• _Problem statement_: Set down the entries that follow exactly as written, leaving out any images.
=== Exercise material ===
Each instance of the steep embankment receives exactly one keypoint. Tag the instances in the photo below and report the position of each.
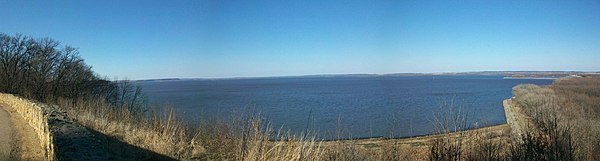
(22, 142)
(59, 138)
(6, 139)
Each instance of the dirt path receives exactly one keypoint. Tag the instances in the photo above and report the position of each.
(6, 134)
(23, 143)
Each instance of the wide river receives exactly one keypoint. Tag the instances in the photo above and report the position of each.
(355, 107)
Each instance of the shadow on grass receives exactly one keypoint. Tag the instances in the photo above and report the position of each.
(118, 150)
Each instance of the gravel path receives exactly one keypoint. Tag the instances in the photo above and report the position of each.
(6, 134)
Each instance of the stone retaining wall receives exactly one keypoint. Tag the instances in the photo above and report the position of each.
(61, 138)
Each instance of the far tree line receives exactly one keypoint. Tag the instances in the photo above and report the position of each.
(42, 69)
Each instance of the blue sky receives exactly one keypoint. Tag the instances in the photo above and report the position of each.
===
• _Response area_:
Each instance of the steep embankment receives exactly one keypoint. Tag the instances in the photo below and report the position of each.
(22, 142)
(59, 138)
(6, 139)
Each instance of the dirt path receives exactly one keypoint. Tag the instances in the photo above and report the position of each.
(6, 134)
(23, 143)
Each instance of the wide river receives exactly one keypoint. Tag the instances in the photo above and report the position of each.
(355, 107)
Each instance of the shadow on grass receives exactly one keypoint. Tag the instances in the photo above and report the position of each.
(118, 150)
Each instance of the gravel path receives exactly one keypoint. Tag the instances in the photo above and report the position of each.
(6, 134)
Each instance of the stone retaining wall receives exactly one keypoint. Tag the instances in the photo above and report the position of each.
(61, 138)
Each instance of the far tree line receives exactly one keypoint. Tag the instances in the photo above and report the position of each.
(42, 69)
Each instance of the blue sky receives exactly one keypoint. Tag the instances in the photo above and report the position of each.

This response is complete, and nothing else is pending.